[Labeled-object pointing entries]
•••

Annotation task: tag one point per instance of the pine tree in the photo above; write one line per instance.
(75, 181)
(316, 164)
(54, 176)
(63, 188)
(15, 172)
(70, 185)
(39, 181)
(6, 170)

•••

▶ **What is asked**
Rewrite the records above, substituting "conifer" for "pine tree" and leaving everything else as it is.

▶ **Correct answer**
Annotation task: tag one point per instance of the conifer in the photo above; write one line per instance.
(75, 181)
(316, 164)
(54, 176)
(63, 188)
(15, 172)
(70, 185)
(39, 181)
(6, 170)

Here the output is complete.